The sector rotation appeared to continue on Tuesday, as investors fled the most influential stocks in the Nasdaq Composite (^IXIC -0.26%) in favor of stocks listed elsewhere. Even as other benchmarks held up well or even gained ground, the Nasdaq was down more than 150 points, or 1.3%, as of 2:30 p.m. EST.

When some of the best performers start to see signs of cracking, it often bodes poorly for the stock market as a whole. That's one concern that investors have about Beyond Meat (BYND -6.25%) and its big plunge on Tuesday. Yet elsewhere, Ulta Beauty (ULTA -0.59%) made shareholders quite happy with its latest strategic move to boost traffic and recover from the impacts of the COVID-19 pandemic.

A tough quarter for Beyond Meat

Shares of Beyond Meat got burned Tuesday afternoon, falling 16%. The maker of plant-based meat alternative products had a third-quarter earnings report that failed to leave investors satisfied.

Growth at Beyond Meat was beyond disappointing. Revenue climbed by less than 3% from year-ago levels. The company had no trouble wooing customers through its retail distribution channels, where sales were up 39% year over year. However, the COVID-19 pandemic crushed Beyond Meat's sales to its restaurant and foodservice partners. That segment suffered a 41% year-over-year decline in revenue.

As a result of the shortfall, Beyond Meat unexpectedly lost money. That wiped out a year-ago profit and raised some questions about the company's ability to execute as efficiently as possible during tough times.

In addition, shareholders had hoped to hear news of Beyond Meat's role in McDonald's (MCD -0.13%) new McPlant product line. CEO Ethan Brown wasn't responsive to analyst questions during the call, and that made some worry that Beyond Meat might not be as strong a partner with McDonald's as they'd hoped.

| Information |
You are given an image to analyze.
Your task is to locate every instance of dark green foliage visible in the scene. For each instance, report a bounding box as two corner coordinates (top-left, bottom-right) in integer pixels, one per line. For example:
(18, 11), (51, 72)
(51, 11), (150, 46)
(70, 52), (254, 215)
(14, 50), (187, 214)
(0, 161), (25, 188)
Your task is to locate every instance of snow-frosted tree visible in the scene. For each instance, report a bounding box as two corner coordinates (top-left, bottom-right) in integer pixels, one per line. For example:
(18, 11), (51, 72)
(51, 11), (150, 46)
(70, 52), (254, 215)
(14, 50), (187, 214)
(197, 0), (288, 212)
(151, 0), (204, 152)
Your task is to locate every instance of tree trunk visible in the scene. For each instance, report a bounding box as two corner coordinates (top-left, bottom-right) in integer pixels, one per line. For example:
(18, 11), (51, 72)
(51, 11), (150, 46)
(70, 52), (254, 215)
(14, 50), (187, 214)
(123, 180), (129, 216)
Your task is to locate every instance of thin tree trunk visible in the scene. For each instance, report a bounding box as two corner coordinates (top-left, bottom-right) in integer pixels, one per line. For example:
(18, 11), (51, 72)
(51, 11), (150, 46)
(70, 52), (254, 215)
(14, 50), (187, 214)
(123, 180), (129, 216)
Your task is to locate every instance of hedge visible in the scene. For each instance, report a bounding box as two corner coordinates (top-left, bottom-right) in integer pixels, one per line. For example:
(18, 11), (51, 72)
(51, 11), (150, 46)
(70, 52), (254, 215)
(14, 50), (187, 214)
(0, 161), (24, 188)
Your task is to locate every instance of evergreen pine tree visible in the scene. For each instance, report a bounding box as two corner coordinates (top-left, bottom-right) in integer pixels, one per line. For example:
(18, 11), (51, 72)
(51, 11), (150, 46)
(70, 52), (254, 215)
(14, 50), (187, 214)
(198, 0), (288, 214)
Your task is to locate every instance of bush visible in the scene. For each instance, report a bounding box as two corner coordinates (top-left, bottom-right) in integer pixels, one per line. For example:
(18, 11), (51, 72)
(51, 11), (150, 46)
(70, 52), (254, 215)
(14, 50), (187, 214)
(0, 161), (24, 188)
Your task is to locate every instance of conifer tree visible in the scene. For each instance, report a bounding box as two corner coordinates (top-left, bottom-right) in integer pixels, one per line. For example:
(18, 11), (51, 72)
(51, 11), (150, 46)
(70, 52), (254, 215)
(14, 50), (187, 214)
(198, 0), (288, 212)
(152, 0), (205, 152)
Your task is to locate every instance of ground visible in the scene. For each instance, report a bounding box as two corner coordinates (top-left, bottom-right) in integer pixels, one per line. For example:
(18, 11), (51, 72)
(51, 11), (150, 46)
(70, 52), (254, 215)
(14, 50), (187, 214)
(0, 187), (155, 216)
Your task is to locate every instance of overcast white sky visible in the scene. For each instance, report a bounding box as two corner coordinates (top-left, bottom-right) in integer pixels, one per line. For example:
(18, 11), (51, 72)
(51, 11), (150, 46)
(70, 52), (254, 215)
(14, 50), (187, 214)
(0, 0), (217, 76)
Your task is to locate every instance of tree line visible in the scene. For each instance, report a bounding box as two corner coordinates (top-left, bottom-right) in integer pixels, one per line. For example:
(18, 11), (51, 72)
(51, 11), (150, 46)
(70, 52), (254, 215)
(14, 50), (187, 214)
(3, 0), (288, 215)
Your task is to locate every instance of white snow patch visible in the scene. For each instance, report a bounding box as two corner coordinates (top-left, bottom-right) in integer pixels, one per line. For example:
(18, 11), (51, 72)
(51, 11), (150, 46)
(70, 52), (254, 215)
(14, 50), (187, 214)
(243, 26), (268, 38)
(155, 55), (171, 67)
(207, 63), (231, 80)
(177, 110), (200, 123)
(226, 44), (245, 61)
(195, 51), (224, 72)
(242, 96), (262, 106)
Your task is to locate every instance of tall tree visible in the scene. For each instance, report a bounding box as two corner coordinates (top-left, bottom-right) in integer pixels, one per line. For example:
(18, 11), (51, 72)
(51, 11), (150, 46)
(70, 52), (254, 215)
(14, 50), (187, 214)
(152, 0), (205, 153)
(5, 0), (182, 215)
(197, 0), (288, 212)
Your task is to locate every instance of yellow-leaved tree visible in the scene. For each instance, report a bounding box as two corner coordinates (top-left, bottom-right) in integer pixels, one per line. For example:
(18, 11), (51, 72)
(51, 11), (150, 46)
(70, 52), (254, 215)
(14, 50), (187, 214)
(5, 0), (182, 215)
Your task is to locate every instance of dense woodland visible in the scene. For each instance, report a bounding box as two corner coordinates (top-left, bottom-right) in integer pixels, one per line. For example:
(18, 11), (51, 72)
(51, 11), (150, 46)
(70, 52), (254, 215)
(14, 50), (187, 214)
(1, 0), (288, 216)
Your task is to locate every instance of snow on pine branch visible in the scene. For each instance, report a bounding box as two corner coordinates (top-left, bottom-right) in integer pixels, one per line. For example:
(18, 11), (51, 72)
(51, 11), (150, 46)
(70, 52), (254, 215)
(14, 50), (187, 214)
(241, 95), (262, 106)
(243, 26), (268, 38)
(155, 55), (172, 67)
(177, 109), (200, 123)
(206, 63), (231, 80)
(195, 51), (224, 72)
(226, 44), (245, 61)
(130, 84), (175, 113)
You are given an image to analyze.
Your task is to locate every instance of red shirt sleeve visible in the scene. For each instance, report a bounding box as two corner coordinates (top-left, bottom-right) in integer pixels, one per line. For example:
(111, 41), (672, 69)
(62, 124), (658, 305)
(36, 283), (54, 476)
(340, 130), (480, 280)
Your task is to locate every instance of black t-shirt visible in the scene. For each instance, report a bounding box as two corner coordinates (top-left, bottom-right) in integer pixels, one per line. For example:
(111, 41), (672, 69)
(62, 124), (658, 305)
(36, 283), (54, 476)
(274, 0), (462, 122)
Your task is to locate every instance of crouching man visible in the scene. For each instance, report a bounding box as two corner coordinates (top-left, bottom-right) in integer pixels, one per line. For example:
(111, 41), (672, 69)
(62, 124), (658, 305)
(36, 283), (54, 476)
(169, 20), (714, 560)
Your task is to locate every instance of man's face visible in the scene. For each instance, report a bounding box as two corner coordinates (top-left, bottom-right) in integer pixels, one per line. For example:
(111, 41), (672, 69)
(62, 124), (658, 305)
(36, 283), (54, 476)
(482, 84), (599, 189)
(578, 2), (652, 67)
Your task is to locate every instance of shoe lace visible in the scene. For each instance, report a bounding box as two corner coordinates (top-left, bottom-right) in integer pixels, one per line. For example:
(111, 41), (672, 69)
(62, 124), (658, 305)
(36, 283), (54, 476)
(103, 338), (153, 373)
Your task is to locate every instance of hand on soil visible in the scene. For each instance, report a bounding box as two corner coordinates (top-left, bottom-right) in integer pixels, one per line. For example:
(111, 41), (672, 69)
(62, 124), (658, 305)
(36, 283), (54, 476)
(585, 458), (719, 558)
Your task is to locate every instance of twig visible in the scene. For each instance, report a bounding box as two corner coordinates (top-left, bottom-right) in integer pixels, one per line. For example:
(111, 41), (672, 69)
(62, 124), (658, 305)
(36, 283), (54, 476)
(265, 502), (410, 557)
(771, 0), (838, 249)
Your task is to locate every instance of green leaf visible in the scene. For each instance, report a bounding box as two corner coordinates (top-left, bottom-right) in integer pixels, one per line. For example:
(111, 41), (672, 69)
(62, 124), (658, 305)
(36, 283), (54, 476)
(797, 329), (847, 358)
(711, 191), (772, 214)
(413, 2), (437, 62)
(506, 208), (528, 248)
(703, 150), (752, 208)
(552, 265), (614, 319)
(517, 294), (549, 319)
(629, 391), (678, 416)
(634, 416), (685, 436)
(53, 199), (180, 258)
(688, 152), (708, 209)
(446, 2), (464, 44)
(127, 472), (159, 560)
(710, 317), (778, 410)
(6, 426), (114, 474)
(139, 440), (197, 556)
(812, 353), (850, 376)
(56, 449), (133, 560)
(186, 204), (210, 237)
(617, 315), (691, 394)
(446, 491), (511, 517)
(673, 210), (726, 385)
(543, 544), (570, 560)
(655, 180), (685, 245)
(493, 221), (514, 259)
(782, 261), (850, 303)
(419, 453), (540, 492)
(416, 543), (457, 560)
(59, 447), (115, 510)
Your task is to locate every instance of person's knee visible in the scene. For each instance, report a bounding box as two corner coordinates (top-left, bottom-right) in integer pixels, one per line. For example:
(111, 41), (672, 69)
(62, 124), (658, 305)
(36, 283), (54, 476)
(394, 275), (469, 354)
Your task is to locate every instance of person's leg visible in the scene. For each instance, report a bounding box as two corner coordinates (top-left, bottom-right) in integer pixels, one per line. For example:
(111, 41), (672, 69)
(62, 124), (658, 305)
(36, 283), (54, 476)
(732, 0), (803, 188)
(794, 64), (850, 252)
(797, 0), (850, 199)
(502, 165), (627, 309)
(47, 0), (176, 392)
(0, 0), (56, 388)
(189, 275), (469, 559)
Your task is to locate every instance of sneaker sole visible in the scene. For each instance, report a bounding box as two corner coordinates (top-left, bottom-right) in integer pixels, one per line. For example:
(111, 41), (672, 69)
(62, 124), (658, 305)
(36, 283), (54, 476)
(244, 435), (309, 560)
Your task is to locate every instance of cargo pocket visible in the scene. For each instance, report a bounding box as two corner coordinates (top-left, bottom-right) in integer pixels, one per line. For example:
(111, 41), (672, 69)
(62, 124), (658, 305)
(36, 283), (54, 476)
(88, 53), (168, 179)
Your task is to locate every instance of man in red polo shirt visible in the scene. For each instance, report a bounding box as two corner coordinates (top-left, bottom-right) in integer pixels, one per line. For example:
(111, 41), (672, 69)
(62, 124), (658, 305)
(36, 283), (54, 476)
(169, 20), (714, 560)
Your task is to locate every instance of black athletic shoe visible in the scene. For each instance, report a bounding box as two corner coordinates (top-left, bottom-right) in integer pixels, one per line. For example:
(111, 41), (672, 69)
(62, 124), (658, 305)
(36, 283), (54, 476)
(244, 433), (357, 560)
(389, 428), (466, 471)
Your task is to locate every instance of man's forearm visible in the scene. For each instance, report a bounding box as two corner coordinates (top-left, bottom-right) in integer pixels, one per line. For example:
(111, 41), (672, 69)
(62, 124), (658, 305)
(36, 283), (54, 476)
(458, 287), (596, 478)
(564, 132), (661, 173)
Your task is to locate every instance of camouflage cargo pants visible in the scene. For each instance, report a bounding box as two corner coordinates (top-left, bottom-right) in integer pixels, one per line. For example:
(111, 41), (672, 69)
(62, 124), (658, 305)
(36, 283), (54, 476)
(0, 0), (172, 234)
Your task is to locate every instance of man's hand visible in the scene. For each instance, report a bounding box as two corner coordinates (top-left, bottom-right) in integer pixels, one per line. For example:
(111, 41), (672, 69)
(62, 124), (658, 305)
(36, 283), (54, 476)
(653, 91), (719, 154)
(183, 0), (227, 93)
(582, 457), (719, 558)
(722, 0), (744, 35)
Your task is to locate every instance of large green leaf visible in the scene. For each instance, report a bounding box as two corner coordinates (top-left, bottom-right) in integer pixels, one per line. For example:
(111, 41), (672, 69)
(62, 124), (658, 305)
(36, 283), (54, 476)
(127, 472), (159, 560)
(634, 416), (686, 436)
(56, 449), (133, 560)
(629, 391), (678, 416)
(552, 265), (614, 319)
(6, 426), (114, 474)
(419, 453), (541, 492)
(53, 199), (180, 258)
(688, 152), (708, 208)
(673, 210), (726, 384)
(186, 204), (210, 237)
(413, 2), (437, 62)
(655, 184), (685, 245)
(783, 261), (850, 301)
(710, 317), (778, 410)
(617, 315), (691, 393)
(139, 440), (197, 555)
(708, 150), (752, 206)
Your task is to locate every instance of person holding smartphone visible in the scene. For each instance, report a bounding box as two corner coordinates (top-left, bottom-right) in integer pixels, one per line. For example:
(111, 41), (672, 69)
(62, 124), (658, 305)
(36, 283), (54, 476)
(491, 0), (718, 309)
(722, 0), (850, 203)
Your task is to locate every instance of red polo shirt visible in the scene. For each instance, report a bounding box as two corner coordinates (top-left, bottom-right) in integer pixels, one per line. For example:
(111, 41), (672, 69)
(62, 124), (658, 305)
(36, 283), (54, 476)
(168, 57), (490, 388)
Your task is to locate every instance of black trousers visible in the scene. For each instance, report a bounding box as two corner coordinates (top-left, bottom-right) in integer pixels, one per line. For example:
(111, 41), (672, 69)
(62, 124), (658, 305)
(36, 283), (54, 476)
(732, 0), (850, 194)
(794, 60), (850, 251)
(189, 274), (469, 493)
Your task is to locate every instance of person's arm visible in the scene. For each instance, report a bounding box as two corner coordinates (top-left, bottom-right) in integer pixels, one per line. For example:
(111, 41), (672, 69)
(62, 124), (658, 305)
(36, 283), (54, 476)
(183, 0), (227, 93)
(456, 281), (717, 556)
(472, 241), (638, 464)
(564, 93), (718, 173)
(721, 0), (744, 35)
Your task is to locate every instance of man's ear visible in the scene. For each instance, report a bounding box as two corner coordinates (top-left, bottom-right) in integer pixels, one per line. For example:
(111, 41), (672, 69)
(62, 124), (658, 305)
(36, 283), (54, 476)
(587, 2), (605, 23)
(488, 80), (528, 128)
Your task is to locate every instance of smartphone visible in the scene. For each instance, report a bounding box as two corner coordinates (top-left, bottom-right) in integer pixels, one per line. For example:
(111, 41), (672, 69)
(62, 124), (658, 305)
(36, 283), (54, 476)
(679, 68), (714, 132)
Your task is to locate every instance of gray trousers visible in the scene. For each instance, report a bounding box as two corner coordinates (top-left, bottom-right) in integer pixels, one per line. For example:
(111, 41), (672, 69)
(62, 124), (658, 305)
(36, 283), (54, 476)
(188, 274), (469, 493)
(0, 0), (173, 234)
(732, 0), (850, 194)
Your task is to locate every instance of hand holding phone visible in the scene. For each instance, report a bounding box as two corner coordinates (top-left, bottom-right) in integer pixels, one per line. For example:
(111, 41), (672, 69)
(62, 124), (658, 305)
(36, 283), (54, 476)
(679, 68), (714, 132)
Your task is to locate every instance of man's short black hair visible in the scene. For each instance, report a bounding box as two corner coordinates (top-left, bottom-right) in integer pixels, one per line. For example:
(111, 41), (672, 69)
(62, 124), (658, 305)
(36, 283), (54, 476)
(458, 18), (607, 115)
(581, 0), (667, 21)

| Problems to solve |
(1) According to the market article, by what percentage did Beyond Meat's revenue from restaurant and foodservice partners fall year over year?
(2) Return the passage of the market article that begins with the words "Growth at Beyond" and ends with "decline in revenue.".

| Replies |
(1) 41%

(2)
Growth at Beyond Meat was beyond disappointing. Revenue climbed by less than 3% from year-ago levels. The company had no trouble wooing customers through its retail distribution channels, where sales were up 39% year over year. However, the COVID-19 pandemic crushed Beyond Meat's sales to its restaurant and foodservice partners. That segment suffered a 41% year-over-year decline in revenue.